Everything from the line containing "ok thinking aloud here... I gotta find the low" to the end of the records below should be repeated exactly, with no other lines added.

┌─ DATASET ENTRIES

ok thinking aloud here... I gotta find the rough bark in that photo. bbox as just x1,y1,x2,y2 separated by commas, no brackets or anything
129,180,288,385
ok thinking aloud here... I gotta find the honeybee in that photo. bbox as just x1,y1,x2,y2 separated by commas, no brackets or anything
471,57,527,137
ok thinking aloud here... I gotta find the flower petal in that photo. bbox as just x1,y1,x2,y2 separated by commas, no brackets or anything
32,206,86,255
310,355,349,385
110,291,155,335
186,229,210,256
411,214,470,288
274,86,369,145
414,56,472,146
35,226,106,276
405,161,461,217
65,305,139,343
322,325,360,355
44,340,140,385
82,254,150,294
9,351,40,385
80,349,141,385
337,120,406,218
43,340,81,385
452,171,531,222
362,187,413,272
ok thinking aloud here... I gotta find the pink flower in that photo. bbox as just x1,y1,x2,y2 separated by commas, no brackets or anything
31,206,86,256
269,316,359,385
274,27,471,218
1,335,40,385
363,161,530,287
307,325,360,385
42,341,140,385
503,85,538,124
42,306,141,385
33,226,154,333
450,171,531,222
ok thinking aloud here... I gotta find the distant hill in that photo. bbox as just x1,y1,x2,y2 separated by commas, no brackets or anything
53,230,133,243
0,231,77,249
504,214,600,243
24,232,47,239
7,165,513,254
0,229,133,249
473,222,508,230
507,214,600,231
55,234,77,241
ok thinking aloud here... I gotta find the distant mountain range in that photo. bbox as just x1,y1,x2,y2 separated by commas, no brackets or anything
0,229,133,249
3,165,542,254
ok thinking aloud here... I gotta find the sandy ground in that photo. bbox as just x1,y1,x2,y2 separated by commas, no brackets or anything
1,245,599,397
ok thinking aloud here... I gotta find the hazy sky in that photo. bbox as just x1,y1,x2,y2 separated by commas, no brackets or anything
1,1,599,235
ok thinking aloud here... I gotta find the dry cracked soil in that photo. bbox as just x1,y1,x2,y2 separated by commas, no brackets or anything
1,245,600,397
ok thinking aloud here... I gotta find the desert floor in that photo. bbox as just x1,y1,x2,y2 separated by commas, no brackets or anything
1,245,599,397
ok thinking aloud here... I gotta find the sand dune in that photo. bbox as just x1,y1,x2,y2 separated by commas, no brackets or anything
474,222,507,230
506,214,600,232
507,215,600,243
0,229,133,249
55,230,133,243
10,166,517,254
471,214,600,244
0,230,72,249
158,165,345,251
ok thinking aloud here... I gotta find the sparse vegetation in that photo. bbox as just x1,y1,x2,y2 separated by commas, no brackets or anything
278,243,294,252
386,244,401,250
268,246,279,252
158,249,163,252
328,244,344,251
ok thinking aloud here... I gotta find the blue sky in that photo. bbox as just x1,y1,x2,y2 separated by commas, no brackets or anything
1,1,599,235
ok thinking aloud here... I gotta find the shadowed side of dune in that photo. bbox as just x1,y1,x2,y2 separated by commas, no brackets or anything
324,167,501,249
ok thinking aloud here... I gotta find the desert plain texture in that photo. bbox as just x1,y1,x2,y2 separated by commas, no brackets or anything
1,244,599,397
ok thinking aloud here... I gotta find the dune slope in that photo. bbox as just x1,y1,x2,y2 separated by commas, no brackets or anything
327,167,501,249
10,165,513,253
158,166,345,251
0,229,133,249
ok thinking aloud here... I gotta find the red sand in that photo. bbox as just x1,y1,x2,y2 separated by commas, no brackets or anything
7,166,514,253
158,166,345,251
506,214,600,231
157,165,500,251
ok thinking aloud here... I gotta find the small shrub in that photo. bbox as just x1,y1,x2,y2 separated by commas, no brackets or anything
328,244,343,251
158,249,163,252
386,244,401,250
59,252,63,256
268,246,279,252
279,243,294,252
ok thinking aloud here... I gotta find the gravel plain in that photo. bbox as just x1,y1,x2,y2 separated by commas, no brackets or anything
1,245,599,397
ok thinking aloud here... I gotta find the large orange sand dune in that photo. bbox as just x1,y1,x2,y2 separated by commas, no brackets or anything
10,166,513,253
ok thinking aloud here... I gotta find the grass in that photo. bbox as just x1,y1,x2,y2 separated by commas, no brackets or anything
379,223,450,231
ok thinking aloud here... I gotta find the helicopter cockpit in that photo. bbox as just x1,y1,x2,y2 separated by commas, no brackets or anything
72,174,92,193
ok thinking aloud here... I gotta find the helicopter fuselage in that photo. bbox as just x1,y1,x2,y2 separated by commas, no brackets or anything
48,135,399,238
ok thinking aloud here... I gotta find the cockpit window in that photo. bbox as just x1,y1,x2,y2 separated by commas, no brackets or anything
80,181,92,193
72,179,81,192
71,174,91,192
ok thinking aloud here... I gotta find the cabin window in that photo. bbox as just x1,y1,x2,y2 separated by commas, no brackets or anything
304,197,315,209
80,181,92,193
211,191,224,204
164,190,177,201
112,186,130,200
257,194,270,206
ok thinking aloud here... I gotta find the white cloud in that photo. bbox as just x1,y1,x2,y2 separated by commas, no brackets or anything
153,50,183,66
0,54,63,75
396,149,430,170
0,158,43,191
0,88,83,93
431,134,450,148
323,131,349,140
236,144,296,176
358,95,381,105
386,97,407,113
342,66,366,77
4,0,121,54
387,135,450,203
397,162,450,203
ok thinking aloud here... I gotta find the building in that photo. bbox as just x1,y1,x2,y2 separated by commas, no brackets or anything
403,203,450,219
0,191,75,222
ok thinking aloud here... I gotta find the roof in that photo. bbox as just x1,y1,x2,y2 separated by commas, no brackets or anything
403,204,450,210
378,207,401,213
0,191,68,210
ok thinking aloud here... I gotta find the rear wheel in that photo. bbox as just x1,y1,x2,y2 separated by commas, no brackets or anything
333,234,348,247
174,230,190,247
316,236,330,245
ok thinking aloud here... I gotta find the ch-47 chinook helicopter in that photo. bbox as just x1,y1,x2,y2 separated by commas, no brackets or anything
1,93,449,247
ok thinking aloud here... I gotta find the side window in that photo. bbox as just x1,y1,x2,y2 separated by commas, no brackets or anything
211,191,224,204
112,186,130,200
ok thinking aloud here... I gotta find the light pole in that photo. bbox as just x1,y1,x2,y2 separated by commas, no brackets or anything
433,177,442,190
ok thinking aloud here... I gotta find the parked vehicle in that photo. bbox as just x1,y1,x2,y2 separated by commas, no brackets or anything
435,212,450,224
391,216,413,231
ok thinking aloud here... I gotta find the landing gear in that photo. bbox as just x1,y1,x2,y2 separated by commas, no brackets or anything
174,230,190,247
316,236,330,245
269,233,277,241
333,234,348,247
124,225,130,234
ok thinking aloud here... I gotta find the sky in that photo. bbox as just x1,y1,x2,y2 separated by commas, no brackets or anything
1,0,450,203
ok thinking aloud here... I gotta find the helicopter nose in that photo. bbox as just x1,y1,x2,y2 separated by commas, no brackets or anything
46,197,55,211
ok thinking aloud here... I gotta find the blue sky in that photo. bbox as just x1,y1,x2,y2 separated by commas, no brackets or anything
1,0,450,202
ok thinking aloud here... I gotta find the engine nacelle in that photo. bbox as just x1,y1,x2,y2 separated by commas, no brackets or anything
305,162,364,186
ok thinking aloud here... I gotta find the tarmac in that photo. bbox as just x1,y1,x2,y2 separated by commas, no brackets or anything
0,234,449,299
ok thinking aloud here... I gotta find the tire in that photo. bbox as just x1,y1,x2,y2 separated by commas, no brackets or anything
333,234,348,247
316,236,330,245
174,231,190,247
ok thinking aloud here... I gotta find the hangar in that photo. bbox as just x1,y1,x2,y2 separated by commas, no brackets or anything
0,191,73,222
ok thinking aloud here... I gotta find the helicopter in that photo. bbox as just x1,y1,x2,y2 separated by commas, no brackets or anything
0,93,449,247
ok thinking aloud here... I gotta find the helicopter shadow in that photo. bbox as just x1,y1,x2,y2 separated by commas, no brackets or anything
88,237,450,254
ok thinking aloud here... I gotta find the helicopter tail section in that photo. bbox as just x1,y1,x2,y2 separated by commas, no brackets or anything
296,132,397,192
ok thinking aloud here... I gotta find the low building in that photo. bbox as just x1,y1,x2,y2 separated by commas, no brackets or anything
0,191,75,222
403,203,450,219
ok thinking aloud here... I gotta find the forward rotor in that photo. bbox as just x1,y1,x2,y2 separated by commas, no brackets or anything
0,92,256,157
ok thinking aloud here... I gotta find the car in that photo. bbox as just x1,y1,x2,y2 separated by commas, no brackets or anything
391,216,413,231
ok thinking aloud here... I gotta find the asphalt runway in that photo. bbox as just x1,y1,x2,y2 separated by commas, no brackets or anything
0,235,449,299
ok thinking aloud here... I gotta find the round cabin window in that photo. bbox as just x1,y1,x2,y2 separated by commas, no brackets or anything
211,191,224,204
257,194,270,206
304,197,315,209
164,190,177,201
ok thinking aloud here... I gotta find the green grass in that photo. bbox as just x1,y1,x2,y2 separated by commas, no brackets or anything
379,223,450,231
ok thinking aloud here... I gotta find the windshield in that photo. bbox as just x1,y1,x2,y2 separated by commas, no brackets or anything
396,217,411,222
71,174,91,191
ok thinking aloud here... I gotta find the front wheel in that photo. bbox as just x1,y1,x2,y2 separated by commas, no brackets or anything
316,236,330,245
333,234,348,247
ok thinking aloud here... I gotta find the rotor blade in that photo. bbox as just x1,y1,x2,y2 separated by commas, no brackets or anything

└─

● **RESULT**
ok thinking aloud here... I gotta find the low building in that photo. bbox as just x1,y1,x2,y2 separated by commas, no brackets or anything
0,191,75,222
403,203,450,219
ok thinking aloud here... I gotta find the forward rotor in that photo. bbox as just x1,y1,x2,y2 separated by commas, no brackets or anything
0,92,256,157
ok thinking aloud here... I gotta find the car in that photo. bbox as just x1,y1,x2,y2 separated by commas, no brackets or anything
391,216,413,231
ok thinking aloud here... I gotta find the asphalt runway in that photo. bbox as just x1,y1,x2,y2 separated by commas, no brackets or anything
0,235,449,299
ok thinking aloud here... I gotta find the round cabin window in that photo. bbox as just x1,y1,x2,y2 separated by commas, no brackets or anything
211,191,224,204
257,194,270,206
304,197,315,209
164,190,177,201
ok thinking aloud here... I gotta find the green grass in that photo. bbox as just x1,y1,x2,y2 separated by commas, no brackets or anything
379,223,450,231
ok thinking aloud here... I gotta find the windshield in that photo. bbox as just x1,y1,x2,y2 separated by commas, no brackets or anything
396,217,411,222
71,174,91,191
ok thinking aloud here... I gotta find the front wheel in that photo. bbox as just x1,y1,x2,y2 separated by commas, no brackets or anything
316,236,330,245
333,234,348,247
ok thinking aloud here... I gotta find the rotor blade in that photo. bbox as just x1,y1,x2,y2 separated by commas, no brackets or anything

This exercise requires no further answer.